_BRIEF_.
These records need to be repeated exactly, every one of them.

··· DATA IN THIS EXERCISE ···

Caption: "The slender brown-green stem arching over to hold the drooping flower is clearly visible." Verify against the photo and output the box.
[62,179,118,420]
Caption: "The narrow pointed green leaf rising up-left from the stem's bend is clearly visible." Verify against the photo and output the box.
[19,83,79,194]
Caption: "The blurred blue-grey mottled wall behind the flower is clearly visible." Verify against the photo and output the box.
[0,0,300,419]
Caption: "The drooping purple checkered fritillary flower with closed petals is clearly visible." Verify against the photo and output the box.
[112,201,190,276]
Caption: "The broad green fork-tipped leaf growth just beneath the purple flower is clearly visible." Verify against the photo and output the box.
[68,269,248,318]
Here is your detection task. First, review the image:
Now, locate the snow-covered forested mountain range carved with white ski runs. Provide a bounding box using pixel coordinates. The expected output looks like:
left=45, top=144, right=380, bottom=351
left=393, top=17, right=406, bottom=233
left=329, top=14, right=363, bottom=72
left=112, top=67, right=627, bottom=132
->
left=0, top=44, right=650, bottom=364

···

_TASK ANSWER_.
Caption: "The slender brown-green stem arching over to hold the drooping flower is clearly visible." Verify against the photo and output the box.
[62,179,118,420]
Caption: "The narrow pointed green leaf rising up-left from the stem's bend is clearly visible." Verify against the photo and output the box.
[19,83,79,194]
Caption: "The blurred blue-grey mottled wall behind the flower is clearly visible." Verify against the photo and output the box.
[0,0,300,419]
Caption: "The drooping purple checkered fritillary flower with closed petals is clearly visible." Verify against the photo and output the box.
[112,201,190,276]
Caption: "The broad green fork-tipped leaf growth just beneath the purple flower is clearly visible." Verify against the photo and output the box.
[68,269,248,318]
Here is your detection task. First, review the image:
Now, locate the snow-covered forested mountain range carved with white ski runs. Provide a bounding box using pixel coordinates. The expected output looks like:
left=45, top=144, right=380, bottom=351
left=393, top=17, right=406, bottom=233
left=329, top=14, right=363, bottom=72
left=112, top=67, right=627, bottom=132
->
left=0, top=44, right=650, bottom=364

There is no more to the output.